Reproduce all of the material exactly as shown.

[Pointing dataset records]

====================

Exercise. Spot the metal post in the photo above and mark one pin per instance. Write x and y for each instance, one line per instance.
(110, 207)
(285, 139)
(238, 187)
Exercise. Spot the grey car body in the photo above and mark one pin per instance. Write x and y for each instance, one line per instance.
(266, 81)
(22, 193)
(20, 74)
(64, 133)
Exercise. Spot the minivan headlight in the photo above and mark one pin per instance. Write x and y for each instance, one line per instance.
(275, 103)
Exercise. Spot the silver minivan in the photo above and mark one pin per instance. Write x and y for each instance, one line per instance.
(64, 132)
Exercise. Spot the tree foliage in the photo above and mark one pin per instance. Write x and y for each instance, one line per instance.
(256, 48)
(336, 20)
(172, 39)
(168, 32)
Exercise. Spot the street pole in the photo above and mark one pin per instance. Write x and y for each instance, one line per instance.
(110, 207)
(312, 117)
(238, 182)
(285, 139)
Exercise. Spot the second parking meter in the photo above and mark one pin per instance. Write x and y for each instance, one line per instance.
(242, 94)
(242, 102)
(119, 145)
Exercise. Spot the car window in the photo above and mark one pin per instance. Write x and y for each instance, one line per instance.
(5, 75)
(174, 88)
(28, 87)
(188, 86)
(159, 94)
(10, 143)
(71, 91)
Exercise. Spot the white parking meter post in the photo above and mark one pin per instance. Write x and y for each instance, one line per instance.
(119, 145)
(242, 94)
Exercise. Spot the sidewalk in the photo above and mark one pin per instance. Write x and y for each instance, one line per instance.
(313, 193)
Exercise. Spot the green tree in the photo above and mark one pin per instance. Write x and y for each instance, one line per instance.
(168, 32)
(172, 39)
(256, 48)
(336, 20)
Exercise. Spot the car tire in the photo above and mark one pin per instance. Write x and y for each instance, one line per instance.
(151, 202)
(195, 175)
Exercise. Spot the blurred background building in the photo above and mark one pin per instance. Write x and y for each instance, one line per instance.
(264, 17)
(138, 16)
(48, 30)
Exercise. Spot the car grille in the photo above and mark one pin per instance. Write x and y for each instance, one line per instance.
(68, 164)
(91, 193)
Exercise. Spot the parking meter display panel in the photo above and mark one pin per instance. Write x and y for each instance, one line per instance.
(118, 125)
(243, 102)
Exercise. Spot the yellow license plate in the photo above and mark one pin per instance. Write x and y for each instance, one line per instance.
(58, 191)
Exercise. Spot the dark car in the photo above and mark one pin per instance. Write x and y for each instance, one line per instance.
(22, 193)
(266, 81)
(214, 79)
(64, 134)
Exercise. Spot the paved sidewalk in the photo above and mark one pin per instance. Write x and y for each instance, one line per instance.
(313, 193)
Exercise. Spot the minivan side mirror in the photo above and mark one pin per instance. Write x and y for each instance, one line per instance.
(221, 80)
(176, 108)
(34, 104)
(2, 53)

====================

ANSWER TO THIS TASK:
Exercise. Spot the metal post in the photo above and mark one pin per instance. Write x and y for each instance, one line per instance.
(110, 207)
(285, 139)
(238, 187)
Exercise. Spot the grey car body in the photo above and mark one pin per instance. Write x and y for each instance, one line per instance.
(266, 81)
(22, 193)
(20, 74)
(64, 133)
Exercise. Spot the minivan headlight in the photo above and mark one pin per instance. Write x and y for each instance, one line per instance.
(275, 103)
Exercise. Spot the silver minivan in the photo above and mark one pin per instance. Write x and y for each instance, one line per instance.
(64, 132)
Exercise. Spot the tree foliage in the photo above and mark one pin per instance. Write x and y for each instance, one line per instance.
(256, 48)
(336, 20)
(172, 39)
(168, 32)
Exercise. Spot the street pole in the photo above and mark one pin per instance. Write x and y for each instance, one line per instance.
(110, 207)
(312, 117)
(238, 182)
(285, 139)
Exercise. Spot the second parking meter in the photo above and mark one pin per instance. Write x and y for each instance, one line per instance.
(242, 94)
(242, 102)
(119, 145)
Exercise. Spot the car window in the photo above and mark one pin per instance. Write x and y for each instance, one line per instance.
(5, 75)
(174, 88)
(28, 87)
(188, 86)
(159, 94)
(10, 143)
(71, 91)
Exercise. Spot the white parking meter post in the photo above and mark one pin per instance. Write x and y for each instance, one line per instance.
(119, 145)
(242, 94)
Exercise. Spot the sidewalk in the photo above and mark one pin per instance. Write x and y for each instance, one line per instance.
(313, 193)
Exercise. Spot the green tree in the photo above and mark one pin per instance. Write x and y for each instance, one line per instance.
(168, 32)
(172, 39)
(256, 48)
(336, 20)
Exercise. Spot the car tire in the photo above and mark one pin per instance. Write x and y for each instance, one line per instance.
(151, 202)
(195, 175)
Exercise. Spot the blurred background building in the photo above and mark one pin per instance. Write x and y for each instance, one line per instance.
(264, 17)
(138, 16)
(48, 30)
Exercise. Spot the car grille in the photo above and mark one pin per instance. Write x and y for each instance, one line per instance.
(68, 164)
(91, 193)
Exercise. Spot the parking meter display panel in the photo above and mark one pin per instance. Write x and y for each instance, one line per instance.
(118, 125)
(243, 102)
Exercise. Spot the yellow license plate in the photo above and mark one pin per instance. Write x and y for each instance, one line per instance.
(58, 191)
Exercise. Spot the dark car in the photo above and mark one pin per instance. Write x and y for each instance, one line per instance.
(22, 193)
(266, 81)
(214, 79)
(64, 134)
Exercise. Spot the paved sidewalk in the photo above and mark one pin per instance. Write x and y for each instance, one line per instance.
(313, 193)
Exercise. Spot the minivan side mirror in the photo above and mark one pin per instance. Write x and y for each instance, one line per instance.
(221, 80)
(176, 108)
(34, 104)
(2, 53)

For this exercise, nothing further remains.